_BRIEF_
Gather every line from the listing below that contains the string "steel", and copy each one in full. Treat the match as case-sensitive.

----- DATA EXTRACT -----

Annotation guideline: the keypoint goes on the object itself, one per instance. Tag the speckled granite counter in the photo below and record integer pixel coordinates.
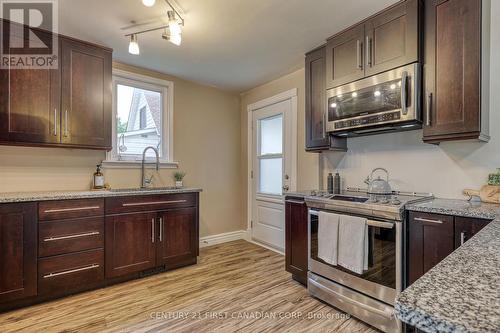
(461, 293)
(10, 197)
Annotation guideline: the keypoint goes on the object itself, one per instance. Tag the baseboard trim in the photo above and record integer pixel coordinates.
(222, 238)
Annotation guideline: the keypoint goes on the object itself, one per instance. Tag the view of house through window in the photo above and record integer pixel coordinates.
(138, 121)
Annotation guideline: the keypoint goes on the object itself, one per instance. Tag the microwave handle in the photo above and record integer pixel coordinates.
(404, 92)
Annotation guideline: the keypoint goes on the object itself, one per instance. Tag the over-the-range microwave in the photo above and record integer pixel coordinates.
(389, 101)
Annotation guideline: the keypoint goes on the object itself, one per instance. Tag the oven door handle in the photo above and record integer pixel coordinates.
(371, 223)
(351, 301)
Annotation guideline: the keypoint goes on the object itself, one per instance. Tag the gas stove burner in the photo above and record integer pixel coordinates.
(395, 201)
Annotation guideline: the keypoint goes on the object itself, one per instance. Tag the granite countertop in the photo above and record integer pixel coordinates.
(461, 293)
(10, 197)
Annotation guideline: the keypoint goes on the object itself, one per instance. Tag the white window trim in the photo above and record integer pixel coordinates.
(167, 161)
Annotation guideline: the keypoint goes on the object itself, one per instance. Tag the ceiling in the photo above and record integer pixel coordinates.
(230, 44)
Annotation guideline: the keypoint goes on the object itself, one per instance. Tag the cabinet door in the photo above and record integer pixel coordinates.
(315, 66)
(29, 103)
(392, 38)
(86, 95)
(18, 268)
(344, 57)
(130, 243)
(466, 227)
(431, 239)
(178, 241)
(452, 69)
(296, 239)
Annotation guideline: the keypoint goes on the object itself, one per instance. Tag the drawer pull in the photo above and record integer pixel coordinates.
(81, 269)
(60, 210)
(51, 239)
(133, 204)
(428, 220)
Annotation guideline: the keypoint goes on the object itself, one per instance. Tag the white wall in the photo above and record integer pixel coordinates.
(444, 170)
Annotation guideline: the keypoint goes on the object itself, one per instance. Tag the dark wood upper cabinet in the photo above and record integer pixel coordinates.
(344, 57)
(130, 243)
(30, 104)
(18, 251)
(385, 41)
(454, 39)
(69, 106)
(431, 239)
(178, 236)
(392, 38)
(296, 238)
(317, 139)
(86, 95)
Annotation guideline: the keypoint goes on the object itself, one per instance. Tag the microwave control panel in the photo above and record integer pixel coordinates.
(375, 119)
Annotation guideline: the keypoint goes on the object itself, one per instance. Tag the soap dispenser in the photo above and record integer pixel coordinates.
(98, 178)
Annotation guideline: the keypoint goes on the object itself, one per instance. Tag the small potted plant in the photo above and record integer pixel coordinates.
(179, 176)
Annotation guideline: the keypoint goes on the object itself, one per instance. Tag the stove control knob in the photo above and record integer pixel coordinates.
(395, 201)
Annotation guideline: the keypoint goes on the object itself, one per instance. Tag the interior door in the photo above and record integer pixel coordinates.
(86, 95)
(272, 149)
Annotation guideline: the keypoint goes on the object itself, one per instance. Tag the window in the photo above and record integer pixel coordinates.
(270, 154)
(142, 108)
(142, 124)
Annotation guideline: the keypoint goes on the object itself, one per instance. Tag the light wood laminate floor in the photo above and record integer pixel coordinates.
(236, 287)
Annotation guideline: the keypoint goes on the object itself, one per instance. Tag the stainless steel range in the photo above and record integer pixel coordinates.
(369, 296)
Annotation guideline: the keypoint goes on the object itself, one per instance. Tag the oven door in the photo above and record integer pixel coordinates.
(382, 280)
(386, 98)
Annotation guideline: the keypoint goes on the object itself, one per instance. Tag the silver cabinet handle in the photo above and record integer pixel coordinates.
(66, 123)
(153, 230)
(429, 108)
(55, 122)
(404, 88)
(324, 122)
(133, 204)
(369, 51)
(86, 268)
(87, 234)
(358, 53)
(161, 229)
(420, 219)
(61, 210)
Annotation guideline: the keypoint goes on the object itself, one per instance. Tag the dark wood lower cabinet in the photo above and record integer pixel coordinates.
(130, 243)
(178, 237)
(431, 240)
(296, 238)
(18, 238)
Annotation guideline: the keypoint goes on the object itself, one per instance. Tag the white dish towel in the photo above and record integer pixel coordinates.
(353, 243)
(328, 235)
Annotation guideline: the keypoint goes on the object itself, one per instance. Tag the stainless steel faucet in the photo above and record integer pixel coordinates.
(146, 182)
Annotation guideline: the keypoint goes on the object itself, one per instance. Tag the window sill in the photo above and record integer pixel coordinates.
(138, 164)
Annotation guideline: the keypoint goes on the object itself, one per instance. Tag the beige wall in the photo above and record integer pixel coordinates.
(206, 145)
(307, 167)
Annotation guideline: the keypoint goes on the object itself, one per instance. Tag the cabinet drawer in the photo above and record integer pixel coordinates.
(68, 209)
(71, 272)
(150, 202)
(66, 236)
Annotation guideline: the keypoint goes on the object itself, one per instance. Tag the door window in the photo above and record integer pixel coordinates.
(270, 154)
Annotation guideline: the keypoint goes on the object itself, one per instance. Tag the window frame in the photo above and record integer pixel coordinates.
(166, 89)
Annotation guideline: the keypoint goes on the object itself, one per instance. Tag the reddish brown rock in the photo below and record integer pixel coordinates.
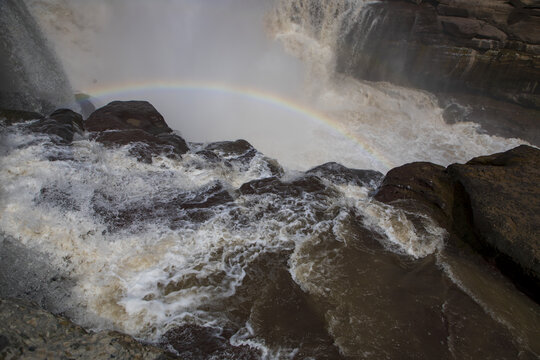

-----

_COMPLETE ANSWER_
Annotation guideline: the keypoint goes on the object itself, one per instance. Tag the stainless steel range in the photo above and record integer pixel coordinates.
Annotation guideline: the keypoint goes on the object itself, one per instance. Tag the stainless steel faucet in the photo above and record integer pixel coordinates.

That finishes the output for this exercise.